Appellants respectfully appeal the rejection of claims 1-20 in the Office Action mailed on October 4, 2007. A Notice of Appeal was timely filed on January 3, 2008.

### I. REAL PARTY IN INTEREST

The real party in interest is International Business Machines Corporation, assignee of 100% interest of the above-referenced patent application.

#### II. RELATED APPEALS AND INTERFERENCES

There are no other appeals or interferences known to Appellants, Appellants' legal representative or Assignee which would directly affect or be directly affected by or have a bearing on the Board's decision in this appeal.

### III. STATUS OF CLAIMS

Claims 1-20 stand rejected under 35 U.S.C. § 101 as allegedly directed to non-statutory subject matter. Claims 1, 6, 7, 12, 13, and 18 stand rejected under 35 U.S.C. § 102(b) as allegedly anticipated by co-inventor Gustavson's own prior publication ("Superscalar GEMM-based Level 3 BLAS – The On-going Evolution of a Portable and High-Performance Library"). Claims 3, 4, 9, 10, 15, and 16 stand rejected under 35 U.S.C. § 103(a) as allegedly unpatentable over Gustavson, further in view of US Patent 6,357,041 to Pingali et al. Claims 19 and 20 stand rejected under 35 U.S.C. § 103(a) as allegedly unpatentable over Gustavson, further in view of "PLAPACK: Parallel Linear Algebra Package Design Overview" by Philip (Alpatov) et al.

#####

_Goal a_. Filter the records down to the lines that contain the string "flower", and copy each one.
The appeal brief passage and the records come from separate sources.

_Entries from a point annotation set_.
#####

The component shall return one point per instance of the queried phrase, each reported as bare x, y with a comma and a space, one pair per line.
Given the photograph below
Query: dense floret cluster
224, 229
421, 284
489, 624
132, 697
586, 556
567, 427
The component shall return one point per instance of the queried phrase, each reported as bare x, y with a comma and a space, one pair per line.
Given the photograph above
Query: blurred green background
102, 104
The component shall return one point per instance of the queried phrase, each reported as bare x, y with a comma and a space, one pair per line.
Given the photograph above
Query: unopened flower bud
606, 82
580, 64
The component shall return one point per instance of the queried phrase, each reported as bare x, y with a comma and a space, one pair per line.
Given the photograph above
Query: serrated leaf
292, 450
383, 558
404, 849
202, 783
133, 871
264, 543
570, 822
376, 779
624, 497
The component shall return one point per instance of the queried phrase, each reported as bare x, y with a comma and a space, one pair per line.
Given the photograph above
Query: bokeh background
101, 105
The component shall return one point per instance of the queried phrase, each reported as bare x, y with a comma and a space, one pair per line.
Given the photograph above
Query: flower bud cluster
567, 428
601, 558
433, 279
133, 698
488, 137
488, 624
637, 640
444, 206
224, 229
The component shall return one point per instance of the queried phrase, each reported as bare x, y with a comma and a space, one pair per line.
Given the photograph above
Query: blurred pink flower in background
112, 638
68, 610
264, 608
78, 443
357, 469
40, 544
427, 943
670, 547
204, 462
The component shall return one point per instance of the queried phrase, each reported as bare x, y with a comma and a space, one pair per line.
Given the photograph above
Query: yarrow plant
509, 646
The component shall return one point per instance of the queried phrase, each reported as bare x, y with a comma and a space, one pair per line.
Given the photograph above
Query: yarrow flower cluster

#####

_Goal b_. Summarize the appeal brief passage in two sentences.

_Written response a_.
Query: unopened flower bud
Query: flower bud cluster
Query: blurred pink flower in background
Query: yarrow flower cluster

_Written response b_. Appellants appeal the rejection of claims 1-20 in the Office Action mailed October 4, 2007, naming International Business Machines Corporation as the real party in interest and reporting no known related appeals or interferences. All claims stand rejected under 35 U.S.C. § 101 as allegedly directed to non-statutory subject matter, and several are also rejected as allegedly anticipated by co-inventor Gustavson's prior publication or as unpatentable over it in view of Pingali et al. or the PLAPACK design overview by Philip (Alpatov) et al.